**GIVEN PASSAGE**.
▼
Wave-based Non-Line-of-Sight Imaging in Julia

Keith Rutkowski

Keith Rutkowski ⋅
August 21, 2019

An introduction to non-line-of-sight imaging, and how to create images of hidden objects around a corner in under 10 minutes!

Introducing non-line-of-sight (NLOS) imaging

Imagine being able to take a three dimensional image of a room without having to enter it. That seems like a rather unbelievable accomplishment, but it is slowing becoming a reality with the technologies being developed in computational imaging, particularly non-line-of-sight imaging. Even though compact, commercialized forms of the technology are still a ways off in the future, it is already possible to build a "camera" to collect the data with today’s technology.

The process of capturing NLOS image data is fairly similar to taking regular image data, and while there are numerous variations of the approach, they all share the same components. First, there is an opening to the scene, like a doorway or window into a room, through which the camera can observe a surface within the scene, like a wall, floor, or ceiling.

A diagram of an example scene with an NLOS camera outside a room and hidden objects within the room.

Then a "flash" is used to illuminate the scene. In the case of NLOS imaging, that flash is a high power laser. That light bounces around the scene, reflects off the observed surface, and eventually enters the camera. The vertical-temporal image below shows the laser "flash" bouncing around the scene and returning to the imaging surface as various wavefronts.

Vertical-temporal view of a light wave.

The camera has lenses and a shutter to collect light only during some particular period of time. Most cameras you have used capture light over \(1/60^{th}\), or perhaps even \(1/300^{th}\), of a second duration, but NLOS cameras need to capture light more precisely than that. They collect light over picosecond durations, that’s \(1/1000000000000^{th}\) of a second!

NLOS imagers need such small exposure times because they are actually recording the light patterns that form on a surface within the scene. When the laser illuminates the scene, its light travels throughout the scene and creates patterns of illumination on the observed surface. If you have ever observed patterns of light on the bottom of a swimming pool or sandy lake bottom, it is a similar effect.

You might be thinking that recording strange patterns of light doesn’t seem very useful, but that is precisely the kind of data being collected by a NLOS imager. While images of light wave patterns is nice and all, that doesn’t really live up to the hype of capturing images of hidden objects in a scene. Read on to see how 3D images can be formed from such apparently useless data.
▲
**DATA SHOWN**.
▼
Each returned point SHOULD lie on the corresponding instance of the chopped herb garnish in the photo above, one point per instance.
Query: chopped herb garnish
▲
**OBJECTIVE 1**. In the article on non-line-of-sight imaging, over what duration do NLOS cameras collect light?
**OBJECTIVE 2**. In the article on non-line-of-sight imaging, take the part starting with "An introduction to" and going on through "with today’s technology.", and write it out again with "hidden objects" switched to "concealed objects".

**COMPLETE RESPONSE 1**. Over picosecond durations.

**COMPLETE RESPONSE 2**.
An introduction to non-line-of-sight imaging, and how to create images of concealed objects around a corner in under 10 minutes!

Introducing non-line-of-sight (NLOS) imaging

Imagine being able to take a three dimensional image of a room without having to enter it. That seems like a rather unbelievable accomplishment, but it is slowing becoming a reality with the technologies being developed in computational imaging, particularly non-line-of-sight imaging. Even though compact, commercialized forms of the technology are still a ways off in the future, it is already possible to build a "camera" to collect the data with today’s technology.